Turn the part of the material that opens with the line containing "Report the position of each instance of the woman's face" and closes with the line containing "[[565, 168], [894, 391]]" into a JSON list of strings, one string per line, with blank lines left out.

--- START OF Source records ---

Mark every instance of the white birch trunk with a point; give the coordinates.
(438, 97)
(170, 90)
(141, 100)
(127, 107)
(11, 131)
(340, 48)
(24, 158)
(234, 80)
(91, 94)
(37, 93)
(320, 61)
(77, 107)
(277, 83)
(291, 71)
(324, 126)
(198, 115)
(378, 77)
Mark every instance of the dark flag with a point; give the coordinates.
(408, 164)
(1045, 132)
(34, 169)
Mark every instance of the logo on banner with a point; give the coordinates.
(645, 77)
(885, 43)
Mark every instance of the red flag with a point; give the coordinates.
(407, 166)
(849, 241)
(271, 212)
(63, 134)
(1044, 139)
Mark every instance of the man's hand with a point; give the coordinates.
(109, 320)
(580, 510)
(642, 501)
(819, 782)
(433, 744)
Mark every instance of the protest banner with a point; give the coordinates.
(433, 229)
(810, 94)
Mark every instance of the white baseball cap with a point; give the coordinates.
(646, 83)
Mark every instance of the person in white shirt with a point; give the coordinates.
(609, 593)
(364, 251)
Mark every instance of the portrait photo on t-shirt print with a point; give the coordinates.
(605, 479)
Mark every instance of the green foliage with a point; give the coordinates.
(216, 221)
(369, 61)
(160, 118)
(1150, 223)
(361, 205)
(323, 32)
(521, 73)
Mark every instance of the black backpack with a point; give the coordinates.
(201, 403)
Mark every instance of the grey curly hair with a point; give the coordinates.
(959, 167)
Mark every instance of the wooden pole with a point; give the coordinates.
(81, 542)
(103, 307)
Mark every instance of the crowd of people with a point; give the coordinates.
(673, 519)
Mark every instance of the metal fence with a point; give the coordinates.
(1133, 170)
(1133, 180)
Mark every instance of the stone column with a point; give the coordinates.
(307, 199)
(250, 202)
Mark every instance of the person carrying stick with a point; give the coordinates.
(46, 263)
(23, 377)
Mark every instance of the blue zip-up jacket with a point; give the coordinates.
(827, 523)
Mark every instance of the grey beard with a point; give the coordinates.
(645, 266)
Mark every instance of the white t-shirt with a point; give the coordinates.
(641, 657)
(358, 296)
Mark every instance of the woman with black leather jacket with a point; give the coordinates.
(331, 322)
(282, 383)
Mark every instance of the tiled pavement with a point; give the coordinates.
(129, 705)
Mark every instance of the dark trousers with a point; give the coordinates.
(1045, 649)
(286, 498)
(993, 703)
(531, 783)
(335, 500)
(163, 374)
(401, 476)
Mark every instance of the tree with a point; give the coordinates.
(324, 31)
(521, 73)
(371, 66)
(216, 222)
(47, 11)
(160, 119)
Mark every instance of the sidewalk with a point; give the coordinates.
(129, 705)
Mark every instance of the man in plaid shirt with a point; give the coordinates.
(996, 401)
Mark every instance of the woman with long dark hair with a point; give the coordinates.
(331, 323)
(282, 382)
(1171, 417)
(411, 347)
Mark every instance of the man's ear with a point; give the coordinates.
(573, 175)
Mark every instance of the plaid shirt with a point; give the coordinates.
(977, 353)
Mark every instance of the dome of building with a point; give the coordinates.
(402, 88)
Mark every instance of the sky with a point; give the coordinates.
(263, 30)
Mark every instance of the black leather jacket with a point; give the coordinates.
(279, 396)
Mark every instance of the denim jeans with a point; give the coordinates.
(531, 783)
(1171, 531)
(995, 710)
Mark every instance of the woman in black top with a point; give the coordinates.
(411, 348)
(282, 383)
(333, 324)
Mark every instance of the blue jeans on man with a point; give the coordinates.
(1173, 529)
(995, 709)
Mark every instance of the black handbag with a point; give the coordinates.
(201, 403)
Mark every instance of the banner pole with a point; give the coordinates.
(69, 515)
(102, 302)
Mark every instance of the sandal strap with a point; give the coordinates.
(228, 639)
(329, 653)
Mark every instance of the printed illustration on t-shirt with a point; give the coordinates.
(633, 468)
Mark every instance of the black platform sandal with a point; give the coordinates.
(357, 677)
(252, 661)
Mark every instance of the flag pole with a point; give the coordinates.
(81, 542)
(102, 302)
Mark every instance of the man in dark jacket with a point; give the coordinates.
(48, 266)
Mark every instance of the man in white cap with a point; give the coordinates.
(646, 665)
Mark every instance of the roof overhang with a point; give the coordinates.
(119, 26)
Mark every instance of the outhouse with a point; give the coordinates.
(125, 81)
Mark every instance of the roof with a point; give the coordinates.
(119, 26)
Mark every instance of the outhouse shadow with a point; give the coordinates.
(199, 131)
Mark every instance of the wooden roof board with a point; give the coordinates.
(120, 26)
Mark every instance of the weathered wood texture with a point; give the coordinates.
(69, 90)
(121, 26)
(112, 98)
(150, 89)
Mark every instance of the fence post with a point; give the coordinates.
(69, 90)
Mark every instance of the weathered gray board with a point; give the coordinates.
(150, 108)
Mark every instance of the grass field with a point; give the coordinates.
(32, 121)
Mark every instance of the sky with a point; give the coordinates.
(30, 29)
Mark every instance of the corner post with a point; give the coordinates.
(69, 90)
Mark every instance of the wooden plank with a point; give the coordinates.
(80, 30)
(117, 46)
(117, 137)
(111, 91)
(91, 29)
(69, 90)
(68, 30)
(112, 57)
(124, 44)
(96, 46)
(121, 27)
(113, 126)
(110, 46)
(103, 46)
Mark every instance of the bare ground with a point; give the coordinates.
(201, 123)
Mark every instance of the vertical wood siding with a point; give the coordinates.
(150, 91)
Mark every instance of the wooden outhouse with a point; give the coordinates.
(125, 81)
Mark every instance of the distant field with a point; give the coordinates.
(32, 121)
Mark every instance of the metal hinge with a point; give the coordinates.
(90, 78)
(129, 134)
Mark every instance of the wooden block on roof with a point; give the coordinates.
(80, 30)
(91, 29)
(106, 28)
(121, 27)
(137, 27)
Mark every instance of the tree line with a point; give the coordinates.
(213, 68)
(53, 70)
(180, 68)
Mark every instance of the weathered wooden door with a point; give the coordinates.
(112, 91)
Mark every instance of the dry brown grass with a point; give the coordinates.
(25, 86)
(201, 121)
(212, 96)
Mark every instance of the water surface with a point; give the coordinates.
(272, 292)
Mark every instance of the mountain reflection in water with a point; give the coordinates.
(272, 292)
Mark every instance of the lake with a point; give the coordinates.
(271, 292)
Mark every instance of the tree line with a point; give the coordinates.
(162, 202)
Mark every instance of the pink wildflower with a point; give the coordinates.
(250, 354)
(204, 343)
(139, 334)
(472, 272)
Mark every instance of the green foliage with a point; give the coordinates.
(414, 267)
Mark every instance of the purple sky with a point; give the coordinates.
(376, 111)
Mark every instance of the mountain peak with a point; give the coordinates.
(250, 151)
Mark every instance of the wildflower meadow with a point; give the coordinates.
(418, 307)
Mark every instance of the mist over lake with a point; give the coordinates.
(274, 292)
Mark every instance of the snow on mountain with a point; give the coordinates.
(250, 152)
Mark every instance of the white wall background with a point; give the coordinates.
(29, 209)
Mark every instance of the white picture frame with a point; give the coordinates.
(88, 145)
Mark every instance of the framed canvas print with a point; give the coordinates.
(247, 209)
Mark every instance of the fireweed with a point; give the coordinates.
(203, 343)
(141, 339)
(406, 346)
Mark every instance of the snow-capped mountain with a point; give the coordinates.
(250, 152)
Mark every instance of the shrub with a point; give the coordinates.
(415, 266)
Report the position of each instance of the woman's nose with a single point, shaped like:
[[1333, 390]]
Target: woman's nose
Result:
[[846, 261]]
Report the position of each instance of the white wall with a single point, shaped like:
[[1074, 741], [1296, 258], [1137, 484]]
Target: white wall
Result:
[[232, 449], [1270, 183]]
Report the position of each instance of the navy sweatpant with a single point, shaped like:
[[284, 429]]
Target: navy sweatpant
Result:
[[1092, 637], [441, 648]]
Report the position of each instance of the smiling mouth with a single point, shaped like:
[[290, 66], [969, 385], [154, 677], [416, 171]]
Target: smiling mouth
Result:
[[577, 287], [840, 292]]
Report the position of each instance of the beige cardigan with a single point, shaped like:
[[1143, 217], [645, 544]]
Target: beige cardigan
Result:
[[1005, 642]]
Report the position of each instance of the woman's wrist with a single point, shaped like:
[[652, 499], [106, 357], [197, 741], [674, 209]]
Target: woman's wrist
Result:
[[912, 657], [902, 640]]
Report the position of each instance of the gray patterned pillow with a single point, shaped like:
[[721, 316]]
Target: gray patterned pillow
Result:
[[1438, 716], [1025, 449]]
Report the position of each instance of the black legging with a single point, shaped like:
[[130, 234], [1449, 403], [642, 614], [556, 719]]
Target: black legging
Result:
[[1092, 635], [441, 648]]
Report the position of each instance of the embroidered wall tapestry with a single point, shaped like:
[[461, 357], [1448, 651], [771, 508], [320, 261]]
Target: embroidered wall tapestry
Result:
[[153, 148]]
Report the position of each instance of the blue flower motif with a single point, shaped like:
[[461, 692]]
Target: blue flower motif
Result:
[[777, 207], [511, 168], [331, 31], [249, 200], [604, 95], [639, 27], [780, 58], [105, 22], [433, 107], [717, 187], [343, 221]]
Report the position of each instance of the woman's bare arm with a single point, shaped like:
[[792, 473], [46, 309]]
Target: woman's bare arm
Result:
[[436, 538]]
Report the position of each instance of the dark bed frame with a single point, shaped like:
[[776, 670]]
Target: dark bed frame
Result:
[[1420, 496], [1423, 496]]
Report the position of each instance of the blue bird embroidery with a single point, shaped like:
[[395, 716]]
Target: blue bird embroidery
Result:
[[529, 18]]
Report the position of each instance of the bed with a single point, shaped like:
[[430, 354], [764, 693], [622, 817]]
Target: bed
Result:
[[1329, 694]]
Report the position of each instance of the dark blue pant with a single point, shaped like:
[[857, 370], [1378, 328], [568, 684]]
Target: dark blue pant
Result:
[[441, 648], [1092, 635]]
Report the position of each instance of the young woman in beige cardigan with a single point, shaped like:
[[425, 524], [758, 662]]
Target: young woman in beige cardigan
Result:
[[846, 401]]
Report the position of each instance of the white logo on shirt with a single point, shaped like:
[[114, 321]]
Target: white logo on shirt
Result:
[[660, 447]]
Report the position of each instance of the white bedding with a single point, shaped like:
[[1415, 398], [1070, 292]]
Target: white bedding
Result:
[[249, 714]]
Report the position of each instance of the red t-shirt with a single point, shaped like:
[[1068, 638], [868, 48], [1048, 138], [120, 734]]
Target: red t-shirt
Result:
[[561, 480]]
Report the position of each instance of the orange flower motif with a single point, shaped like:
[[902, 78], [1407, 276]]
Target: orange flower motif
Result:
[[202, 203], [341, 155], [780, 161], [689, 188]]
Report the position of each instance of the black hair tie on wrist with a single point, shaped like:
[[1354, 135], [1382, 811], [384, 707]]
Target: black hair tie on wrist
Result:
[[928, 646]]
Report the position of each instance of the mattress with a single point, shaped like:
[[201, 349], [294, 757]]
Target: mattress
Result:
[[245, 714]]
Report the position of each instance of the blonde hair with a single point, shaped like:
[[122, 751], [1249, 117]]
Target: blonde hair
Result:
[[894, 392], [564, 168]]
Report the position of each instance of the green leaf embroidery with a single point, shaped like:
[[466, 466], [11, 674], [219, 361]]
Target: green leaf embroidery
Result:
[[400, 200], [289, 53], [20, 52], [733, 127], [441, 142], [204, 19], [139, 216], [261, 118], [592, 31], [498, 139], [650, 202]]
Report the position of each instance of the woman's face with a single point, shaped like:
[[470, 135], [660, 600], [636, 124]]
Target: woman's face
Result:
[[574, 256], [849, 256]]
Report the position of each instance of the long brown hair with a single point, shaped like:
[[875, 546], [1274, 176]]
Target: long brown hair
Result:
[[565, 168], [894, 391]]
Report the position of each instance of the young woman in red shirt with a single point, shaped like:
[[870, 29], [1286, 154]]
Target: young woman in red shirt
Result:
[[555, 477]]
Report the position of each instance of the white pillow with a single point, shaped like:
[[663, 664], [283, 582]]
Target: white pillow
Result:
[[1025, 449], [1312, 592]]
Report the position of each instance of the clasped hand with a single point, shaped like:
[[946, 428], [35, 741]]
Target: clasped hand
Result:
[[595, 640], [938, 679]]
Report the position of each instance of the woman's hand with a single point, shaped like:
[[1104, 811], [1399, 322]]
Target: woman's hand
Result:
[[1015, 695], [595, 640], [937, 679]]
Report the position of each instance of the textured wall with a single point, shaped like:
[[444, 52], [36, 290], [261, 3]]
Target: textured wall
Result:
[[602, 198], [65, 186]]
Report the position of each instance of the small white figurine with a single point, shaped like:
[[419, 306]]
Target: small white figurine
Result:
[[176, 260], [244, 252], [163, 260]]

--- END OF Source records ---

▸ Answer to the task
[
  "Report the position of each instance of the woman's face with a single point, shaped like:",
  "[[470, 135], [660, 600], [636, 124]]",
  "Target: woman's face",
  "Result:",
  "[[574, 256], [849, 256]]",
  "Report the position of each instance of the long brown hair with a single point, shaped like:",
  "[[875, 546], [1274, 176]]",
  "Target: long brown hair",
  "Result:",
  "[[565, 168], [894, 391]]"
]